文档段落 —
>>>>

来自今天的爱可可AI前沿推介
[CL] Large Language Models Are Reasoning Teachers
N Ho, L Schmid, S Yun
[KAIST]
大型语言模型也是推理教师
要点:
1.提出了微调CoT(Fine-tune-CoT),利用非常大的语言模型来生成推理样本,并通过微调来教授更小的模型;
2.微调CoT可以在小型模型中实现实质性的推理能力,优于之前基于提示的基线; 3.微调CoT是一种无关任务的方法,可以在小型模型中获得推理性能。

<<<<

任务指令 —
1: 这段论文介绍中标注的作者所属机构是什么?
2: 请把这段论文介绍中从“来自今天的爱可可AI前沿推介”开始、到“以在小型模型中获得推理性能。”结束的部分原样重新打出来。
作答时只能依据这段论文介绍。

所给数据 —
>>>>

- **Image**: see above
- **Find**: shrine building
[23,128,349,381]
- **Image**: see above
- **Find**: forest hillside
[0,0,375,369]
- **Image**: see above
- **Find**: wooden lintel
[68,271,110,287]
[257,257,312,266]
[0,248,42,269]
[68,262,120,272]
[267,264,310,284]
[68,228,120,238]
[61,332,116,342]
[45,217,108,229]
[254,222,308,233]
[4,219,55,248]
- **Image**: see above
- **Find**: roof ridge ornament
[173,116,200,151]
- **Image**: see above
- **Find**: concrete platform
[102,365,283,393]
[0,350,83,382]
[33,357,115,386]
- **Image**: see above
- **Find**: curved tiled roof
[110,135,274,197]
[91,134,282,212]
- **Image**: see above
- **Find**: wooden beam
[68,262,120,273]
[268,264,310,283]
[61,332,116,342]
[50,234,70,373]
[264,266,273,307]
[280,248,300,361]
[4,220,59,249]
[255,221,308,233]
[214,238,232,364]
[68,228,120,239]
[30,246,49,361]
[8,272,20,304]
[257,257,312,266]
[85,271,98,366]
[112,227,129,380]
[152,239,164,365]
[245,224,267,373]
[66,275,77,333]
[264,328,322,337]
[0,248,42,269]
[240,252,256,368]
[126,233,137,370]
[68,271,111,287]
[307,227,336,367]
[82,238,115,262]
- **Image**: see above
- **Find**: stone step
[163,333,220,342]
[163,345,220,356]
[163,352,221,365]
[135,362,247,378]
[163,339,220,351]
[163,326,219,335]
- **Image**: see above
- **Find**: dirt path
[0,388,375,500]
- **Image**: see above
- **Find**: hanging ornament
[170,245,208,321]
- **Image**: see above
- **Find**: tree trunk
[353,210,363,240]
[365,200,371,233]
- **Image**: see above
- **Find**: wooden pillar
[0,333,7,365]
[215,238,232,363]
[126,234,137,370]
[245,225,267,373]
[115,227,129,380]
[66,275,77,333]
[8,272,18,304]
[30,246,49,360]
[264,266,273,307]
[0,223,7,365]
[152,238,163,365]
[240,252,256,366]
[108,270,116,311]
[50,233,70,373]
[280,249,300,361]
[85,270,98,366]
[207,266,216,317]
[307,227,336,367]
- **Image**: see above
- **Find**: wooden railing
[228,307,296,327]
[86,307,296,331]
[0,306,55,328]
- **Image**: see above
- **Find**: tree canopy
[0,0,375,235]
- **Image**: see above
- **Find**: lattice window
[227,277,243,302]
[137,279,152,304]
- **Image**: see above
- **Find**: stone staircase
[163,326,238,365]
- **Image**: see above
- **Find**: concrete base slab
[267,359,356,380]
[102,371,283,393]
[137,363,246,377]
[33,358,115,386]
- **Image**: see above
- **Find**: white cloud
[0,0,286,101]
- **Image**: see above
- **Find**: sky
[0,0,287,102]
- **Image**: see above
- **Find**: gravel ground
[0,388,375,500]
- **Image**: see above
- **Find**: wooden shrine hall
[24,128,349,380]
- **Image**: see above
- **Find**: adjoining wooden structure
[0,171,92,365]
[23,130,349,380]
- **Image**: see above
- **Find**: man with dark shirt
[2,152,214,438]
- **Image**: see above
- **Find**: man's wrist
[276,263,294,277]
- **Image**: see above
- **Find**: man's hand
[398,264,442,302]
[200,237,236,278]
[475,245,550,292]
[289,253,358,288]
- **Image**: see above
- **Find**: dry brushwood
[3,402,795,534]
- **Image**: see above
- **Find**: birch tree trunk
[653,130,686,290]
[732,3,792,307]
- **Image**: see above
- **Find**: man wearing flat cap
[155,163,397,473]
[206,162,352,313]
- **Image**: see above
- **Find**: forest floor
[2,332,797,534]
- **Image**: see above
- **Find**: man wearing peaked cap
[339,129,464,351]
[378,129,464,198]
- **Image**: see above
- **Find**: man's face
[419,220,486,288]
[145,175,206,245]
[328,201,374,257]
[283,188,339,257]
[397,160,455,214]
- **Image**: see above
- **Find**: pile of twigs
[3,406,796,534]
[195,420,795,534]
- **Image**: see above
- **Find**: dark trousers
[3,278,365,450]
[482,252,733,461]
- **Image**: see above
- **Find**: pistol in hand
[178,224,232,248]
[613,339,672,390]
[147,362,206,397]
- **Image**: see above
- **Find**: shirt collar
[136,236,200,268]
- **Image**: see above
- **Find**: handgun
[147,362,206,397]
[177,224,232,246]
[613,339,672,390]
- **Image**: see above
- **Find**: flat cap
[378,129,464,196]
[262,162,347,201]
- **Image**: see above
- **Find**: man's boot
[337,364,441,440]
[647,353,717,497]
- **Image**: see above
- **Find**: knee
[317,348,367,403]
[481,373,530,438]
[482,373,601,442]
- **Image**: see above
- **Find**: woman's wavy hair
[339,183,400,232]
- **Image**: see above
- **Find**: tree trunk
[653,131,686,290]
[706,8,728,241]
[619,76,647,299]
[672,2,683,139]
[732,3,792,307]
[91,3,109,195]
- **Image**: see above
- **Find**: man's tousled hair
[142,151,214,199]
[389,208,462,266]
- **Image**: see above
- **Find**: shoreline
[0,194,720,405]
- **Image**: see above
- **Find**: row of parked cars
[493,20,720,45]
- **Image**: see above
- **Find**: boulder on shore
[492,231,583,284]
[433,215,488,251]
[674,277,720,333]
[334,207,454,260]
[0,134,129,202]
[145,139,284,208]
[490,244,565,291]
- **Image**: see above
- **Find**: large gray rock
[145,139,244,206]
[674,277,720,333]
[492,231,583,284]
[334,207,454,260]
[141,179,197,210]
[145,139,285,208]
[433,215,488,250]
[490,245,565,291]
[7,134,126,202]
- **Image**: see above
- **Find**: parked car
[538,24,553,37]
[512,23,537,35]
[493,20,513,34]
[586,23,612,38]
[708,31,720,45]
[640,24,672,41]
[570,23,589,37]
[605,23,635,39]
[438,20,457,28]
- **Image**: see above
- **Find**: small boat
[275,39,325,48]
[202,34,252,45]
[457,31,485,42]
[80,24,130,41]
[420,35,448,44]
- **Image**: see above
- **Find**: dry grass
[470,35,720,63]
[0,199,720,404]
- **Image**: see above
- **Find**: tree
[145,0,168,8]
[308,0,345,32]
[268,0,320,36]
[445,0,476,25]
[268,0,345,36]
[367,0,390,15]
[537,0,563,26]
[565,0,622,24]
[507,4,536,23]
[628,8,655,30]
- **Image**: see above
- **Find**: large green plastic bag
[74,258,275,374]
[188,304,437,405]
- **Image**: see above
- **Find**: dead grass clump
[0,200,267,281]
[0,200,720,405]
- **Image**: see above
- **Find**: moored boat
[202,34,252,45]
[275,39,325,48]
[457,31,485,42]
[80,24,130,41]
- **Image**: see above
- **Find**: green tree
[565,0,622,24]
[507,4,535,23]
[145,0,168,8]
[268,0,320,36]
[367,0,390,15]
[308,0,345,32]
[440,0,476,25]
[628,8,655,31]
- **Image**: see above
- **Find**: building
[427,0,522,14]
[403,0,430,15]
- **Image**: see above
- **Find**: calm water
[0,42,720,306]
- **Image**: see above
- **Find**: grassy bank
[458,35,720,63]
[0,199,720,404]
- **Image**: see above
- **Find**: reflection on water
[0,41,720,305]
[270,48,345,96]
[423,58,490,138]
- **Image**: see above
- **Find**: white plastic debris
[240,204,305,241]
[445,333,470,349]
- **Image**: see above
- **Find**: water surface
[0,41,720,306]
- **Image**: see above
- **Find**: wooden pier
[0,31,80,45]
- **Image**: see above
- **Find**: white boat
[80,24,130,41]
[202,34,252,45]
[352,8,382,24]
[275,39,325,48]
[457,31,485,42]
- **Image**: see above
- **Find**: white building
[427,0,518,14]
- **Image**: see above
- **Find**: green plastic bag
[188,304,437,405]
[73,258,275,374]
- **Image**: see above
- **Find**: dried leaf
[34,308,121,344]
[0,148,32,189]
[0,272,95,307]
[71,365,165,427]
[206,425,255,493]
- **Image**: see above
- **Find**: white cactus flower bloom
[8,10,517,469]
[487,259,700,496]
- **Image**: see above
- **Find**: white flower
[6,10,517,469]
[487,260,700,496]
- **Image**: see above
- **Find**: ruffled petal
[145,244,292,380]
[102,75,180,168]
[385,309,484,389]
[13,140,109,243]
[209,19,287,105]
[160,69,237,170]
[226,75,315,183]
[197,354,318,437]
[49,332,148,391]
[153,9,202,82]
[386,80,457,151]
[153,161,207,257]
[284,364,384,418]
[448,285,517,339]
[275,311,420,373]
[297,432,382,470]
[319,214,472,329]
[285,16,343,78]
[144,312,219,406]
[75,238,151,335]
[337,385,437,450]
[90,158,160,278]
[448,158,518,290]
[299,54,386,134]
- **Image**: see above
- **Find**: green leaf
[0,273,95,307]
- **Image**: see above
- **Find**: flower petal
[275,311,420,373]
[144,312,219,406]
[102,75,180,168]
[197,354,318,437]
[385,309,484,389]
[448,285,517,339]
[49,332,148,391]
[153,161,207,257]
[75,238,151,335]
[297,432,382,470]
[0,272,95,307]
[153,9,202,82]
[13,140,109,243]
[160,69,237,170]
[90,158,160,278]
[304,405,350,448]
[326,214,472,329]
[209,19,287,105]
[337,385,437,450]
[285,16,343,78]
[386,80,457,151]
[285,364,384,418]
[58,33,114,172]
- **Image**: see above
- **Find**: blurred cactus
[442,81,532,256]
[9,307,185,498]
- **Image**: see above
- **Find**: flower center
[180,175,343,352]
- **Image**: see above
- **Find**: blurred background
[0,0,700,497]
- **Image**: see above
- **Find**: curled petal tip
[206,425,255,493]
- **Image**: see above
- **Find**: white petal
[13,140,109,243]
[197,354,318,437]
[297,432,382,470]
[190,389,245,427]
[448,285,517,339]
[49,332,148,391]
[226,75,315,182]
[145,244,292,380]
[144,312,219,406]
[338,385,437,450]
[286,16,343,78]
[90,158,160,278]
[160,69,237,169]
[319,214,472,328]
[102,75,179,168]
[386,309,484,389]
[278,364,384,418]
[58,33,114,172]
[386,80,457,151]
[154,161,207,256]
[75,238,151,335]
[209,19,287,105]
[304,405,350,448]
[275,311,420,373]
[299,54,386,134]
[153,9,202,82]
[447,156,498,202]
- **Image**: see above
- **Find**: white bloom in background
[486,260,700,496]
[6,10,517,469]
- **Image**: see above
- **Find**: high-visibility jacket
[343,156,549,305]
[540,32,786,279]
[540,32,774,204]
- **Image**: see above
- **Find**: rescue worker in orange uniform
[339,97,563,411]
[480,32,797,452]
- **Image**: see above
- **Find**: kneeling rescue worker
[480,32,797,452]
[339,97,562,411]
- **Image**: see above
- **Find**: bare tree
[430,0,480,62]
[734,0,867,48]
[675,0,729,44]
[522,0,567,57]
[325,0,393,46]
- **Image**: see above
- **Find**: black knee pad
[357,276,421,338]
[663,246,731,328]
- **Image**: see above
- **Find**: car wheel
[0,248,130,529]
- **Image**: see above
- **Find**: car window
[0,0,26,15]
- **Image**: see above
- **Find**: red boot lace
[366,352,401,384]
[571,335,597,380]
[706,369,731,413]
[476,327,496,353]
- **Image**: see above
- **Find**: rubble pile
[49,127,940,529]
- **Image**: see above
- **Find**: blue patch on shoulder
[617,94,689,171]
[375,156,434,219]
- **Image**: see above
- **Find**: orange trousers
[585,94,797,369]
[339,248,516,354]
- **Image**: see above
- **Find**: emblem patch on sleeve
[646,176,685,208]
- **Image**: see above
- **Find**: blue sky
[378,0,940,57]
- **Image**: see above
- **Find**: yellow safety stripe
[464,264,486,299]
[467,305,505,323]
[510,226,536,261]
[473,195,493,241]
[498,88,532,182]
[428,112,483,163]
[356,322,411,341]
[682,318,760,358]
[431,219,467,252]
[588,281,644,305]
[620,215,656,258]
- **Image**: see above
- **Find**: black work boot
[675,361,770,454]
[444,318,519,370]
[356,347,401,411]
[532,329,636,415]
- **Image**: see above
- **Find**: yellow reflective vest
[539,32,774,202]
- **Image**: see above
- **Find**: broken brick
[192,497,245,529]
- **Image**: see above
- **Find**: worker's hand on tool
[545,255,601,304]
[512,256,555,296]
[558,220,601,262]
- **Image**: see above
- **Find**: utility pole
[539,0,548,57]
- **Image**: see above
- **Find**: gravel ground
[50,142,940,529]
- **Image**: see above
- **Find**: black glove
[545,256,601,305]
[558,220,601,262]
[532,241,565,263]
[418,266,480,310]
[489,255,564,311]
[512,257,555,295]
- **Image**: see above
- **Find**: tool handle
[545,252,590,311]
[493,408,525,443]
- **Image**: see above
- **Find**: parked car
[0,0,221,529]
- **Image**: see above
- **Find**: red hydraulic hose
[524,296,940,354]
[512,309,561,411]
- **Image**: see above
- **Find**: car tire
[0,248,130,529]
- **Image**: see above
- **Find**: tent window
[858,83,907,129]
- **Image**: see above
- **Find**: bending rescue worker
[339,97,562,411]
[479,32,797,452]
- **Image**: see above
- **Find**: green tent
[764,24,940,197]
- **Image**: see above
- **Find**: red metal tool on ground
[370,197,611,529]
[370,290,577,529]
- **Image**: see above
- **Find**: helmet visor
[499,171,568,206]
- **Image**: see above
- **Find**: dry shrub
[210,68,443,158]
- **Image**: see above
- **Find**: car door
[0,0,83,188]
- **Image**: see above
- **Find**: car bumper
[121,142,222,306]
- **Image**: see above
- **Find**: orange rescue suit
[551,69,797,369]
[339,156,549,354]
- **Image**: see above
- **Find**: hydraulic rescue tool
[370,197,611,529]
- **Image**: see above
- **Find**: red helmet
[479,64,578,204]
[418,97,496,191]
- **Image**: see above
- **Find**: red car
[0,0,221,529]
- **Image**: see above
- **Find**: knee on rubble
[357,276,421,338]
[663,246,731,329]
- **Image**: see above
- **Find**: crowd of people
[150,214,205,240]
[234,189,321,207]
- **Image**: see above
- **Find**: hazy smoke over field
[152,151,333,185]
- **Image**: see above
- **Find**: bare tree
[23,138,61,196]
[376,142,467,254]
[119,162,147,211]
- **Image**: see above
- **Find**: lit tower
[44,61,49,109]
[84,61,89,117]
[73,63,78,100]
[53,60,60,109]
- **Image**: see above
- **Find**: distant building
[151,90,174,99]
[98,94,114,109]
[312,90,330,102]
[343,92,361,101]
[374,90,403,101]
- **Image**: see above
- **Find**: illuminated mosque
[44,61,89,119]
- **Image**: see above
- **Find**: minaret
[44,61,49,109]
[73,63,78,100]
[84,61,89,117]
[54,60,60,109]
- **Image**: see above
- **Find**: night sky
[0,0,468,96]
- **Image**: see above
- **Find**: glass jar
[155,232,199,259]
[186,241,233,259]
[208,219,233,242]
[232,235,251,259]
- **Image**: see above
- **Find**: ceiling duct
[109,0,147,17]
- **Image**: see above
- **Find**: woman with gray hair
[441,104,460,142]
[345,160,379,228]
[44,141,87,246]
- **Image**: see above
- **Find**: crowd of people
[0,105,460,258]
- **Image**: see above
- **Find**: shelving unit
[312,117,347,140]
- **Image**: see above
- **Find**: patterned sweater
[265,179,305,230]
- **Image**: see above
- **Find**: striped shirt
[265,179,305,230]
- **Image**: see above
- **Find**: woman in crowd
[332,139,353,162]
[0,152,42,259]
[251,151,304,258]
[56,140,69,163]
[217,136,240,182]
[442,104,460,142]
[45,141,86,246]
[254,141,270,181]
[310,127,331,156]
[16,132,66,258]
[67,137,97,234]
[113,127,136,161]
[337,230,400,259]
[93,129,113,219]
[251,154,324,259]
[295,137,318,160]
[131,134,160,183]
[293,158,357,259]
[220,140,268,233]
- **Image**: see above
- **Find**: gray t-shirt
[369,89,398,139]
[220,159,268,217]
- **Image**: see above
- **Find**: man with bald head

<<<<

各题答案 —
1: KAIST。

2:
来自今天的爱可可AI前沿推介
[CL] Large Language Models Are Reasoning Teachers
N Ho, L Schmid, S Yun
[KAIST]
大型语言模型也是推理教师
要点:
1.提出了微调CoT(Fine-tune-CoT),利用非常大的语言模型来生成推理样本,并通过微调来教授更小的模型;
2.微调CoT可以在小型模型中实现实质性的推理能力,优于之前基于提示的基线; 3.微调CoT是一种无关任务的方法,可以在小型模型中获得推理性能。